Excerpt provided:

__________

25 Ring – relationship, circle, cycle, club/group, repetition

Either a relationship or group of people that plays a role today. Or feeling a bit like stuck in a rut.

ð Not entirely sure. Had a decent time online with a guild. Had a pretty good day with hubby except for a minor issue when we forgot to get the phone card for his mom, and I ran into problems doing it online.

Great Lenormand

Gentleman

Hubby might have something in particular today coming up, or he might need some extra attention.

ð He seemed to be in a bit of an irritated mood. Overall he was acting ok, but we hit a couple of road bumps, and he started to get snappy again at me.

Skat

7 of Clubs – illusion, tears, frustration

Might get frustrated and/or let-down by something or someone today. Need to try to remain down to earth and realistic, not let others irritate and/or frustrate me too easily, or get discouraged too quickly.

__________

Supplied material:
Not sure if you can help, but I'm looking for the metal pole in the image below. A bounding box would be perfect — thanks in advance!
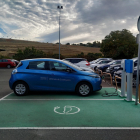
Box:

__________

Aim A:
Answer these questions about the card-reading journal:
(i) Which meanings does it list for card 25, Ring?
(ii) What went wrong with the phone card for hubby's mom?
(iii) Which meanings does it give for the 7 of Clubs?
Aim B: Write the next part of the card-reading journal, picking up after its final sentence.

Exercise output A:
(i) Relationship, circle, cycle, club/group, repetition.
(ii) They forgot to get it, and the writer ran into problems doing it online.
(iii) Illusion, tears, frustration.

Exercise output B:
ð Thinking, this is the stupid phone card he wanted/needed to get for his mom. She had some kind of unexpected expenses and can’t afford to get more minutes for her Straight Talk. Forgot to get it at the store, so he was thinking of getting it online. But, when I tried, there was a problem with the payment not going through or something. Tried to contact the Live Support, but they couldn’t help me and I really did not feel like talking to them on the phone. Just irritating. Plus he was getting snappy with me because of it, so that didn’t help.

Kipper

29 Prison – confinement, prison, limitations, hindrances

Might be facing limitations and restrictions today of some sort. Being limited in what I can do, or should do. Might have to exercise restraint for the better.

ð Budget is tight this go around. Since he went on vacation, and no overtime, his paycheck this time wasn’t very large. Just glad I kept some from the last one to help out with this bill cycle or I might’ve been in a bind. So, overall, we’ll be rather limited on what we can afford to do – which is somewhat frustrating, but, oh well.

Zigeuner

Jealousy – jealousy, envy, conflict

Being jealous of someone else or someone else might be envying me something. What anyone would envy me, I don’t know. Overall, an air of unease and friction/tension.

ð Don’t think I was jealous of anyone. If someone else was of me, I don’t know of it.

Tarot

Ace of Knives * (Ace of Swords)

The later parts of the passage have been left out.